Michelle Applebaum - Steel Market Intelligence Inc
Okay. On the -- as a result of declining iron ore prices?
Mark D. Millett
A combination of things. It just won't be cheap [ph] iron ore, but it's a drop in the commodity prices, a -- the mitigation from export and slightly increased generation domestically as the -- our economy comes back.
Michelle Applebaum - Steel Market Intelligence Inc
Okay. Have you talked about the conversation out there about a potential Turkish rebar case?
Richard P. Teets
You have to say more than that.
Michelle Applebaum - Steel Market Intelligence Inc
Okay. There's a conversation out there about a potential Turkish rebar case.
Is it coming? And do you think there are damages?
And could you win one? Was that good, Dick?
Richard P. Teets
We're not a -- we aren't a big enough rebar producer to really worry about it, participate in it. I think the legal costs would surpass the earnings that we make on the little bit of rebar we sell, so we're not discussing it.
Operator
Our next question comes from the line of Timna Tanners with Bank of America Merrill Lynch.
Timna Tanners - BofA Merrill Lynch, Research Division
Can you please remind us of the timing and, if possible, some of the piece of benefit for the start-up of the rail expansion and SBQ expansion? When we should expect benefit, and how much and when it will be fully on, if you can give us some of that timing detail?
Mark D. Millett
Well, the SBQ construction, Dick and I were down there just 2 weeks ago, and it -- as I said earlier, it's going to schedule right now, to budget, and they anticipate commissioning November, December of this year. And so I think you will see ramp-up through 2014.

Point annotation records
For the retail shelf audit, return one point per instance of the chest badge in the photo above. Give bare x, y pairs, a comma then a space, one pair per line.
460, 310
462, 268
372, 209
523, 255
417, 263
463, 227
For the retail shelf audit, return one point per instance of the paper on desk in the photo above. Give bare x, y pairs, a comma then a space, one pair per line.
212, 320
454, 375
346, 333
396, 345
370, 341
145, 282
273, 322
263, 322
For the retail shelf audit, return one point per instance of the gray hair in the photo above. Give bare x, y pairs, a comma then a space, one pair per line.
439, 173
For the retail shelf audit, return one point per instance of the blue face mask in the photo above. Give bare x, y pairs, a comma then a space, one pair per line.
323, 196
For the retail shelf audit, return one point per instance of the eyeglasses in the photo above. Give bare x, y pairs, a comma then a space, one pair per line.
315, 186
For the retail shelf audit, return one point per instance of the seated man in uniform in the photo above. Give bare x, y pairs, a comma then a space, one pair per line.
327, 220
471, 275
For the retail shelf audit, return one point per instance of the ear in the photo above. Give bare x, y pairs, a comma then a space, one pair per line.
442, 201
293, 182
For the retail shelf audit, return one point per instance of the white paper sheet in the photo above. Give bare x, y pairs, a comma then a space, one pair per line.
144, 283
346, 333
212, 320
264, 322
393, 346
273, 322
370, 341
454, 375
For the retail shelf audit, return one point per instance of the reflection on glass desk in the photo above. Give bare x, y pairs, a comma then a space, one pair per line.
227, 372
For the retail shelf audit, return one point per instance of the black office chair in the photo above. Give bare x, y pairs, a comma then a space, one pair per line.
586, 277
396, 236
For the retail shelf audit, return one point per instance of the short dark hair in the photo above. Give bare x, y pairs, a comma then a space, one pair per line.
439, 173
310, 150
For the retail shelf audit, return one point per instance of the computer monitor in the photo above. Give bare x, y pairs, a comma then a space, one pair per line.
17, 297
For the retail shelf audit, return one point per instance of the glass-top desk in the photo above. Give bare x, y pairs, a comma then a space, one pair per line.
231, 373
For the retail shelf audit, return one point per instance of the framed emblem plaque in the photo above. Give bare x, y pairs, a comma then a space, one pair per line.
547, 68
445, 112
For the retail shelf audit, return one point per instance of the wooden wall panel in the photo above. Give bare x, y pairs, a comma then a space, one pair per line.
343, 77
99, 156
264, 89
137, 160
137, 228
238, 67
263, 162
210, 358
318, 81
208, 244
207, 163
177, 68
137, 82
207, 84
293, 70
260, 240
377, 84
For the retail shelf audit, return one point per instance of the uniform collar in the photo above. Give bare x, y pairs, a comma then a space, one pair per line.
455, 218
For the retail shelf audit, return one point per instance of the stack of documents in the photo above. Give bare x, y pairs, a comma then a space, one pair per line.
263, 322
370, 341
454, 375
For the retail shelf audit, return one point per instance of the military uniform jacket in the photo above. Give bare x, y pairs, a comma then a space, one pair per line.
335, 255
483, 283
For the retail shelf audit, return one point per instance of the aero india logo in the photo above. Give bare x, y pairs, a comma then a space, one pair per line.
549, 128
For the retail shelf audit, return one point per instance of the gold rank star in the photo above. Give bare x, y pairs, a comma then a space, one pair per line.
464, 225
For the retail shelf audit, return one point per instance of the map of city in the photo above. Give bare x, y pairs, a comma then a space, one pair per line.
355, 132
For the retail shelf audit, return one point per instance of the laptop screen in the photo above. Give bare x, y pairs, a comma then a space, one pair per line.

*To do*.
Write the next part of the steel company earnings call transcript, picking up after its final sentence. These lines were taken from a separate source.

*Reply*.
Barry and the team are doing a good job. They're already pre-approving some customer products applications, so that hopefully will expedite the market penetration.
And it's -- I wouldn't call it a pioneering effort in any way. It's standard technology.
The guys are more than familiar with the mills, the patrols, the dryers and everything. So from an equipment start-up perspective, it should go very rapidly.
So our expectation is a good ramp-up through 2014.
Timna Tanners - BofA Merrill Lynch, Research Division
So annualized, full start up end of the year?
Mark D. Millett
Sorry?
Timna Tanners - BofA Merrill Lynch, Research Division
Oh, sorry, I'm just clarifying. Annualized, full start up by the end of the year then?
Richard P. Teets
Well, I never say full start up by the end of the year. It's not like you turn the key on and it runs, so there's always a learning curve with new equipment.
But we'll be, maybe, at the full rate by the end of the year. That could -- Barry and his team are very optimistic, yes.
Timna Tanners - BofA Merrill Lynch, Research Division
Okay. And I'm sorry I interrupted.
On the rail side?
Mark D. Millett
That's okay. Head-hardened rail, again, construction is in progress, it's on budget, it's on schedule.
Probably, we'll start seeing some product move through a bit sort of December or January. Is that right?
Richard P. Teets
Yes, yes.
Mark D. Millett
And so, again, ramp-up through 2014. So if you look at just the earnings catalyst for us, 2013 is a little bit of kind of an implementation year.
And we have, I think, a lot of good things going on in 2014. We should see some material change in the losses at Mesabi.
We're going to see the ramp of SBQ, the ramp-up at rail.
Richard P. Teets
Timna, all I'd like to add about to the rail is that is a new process and a new product for SDI, and that definitely will not be as speedy of a ramp-up in production and in sales and so forth as the SBQ bars. I mean, we're very optimistic about it.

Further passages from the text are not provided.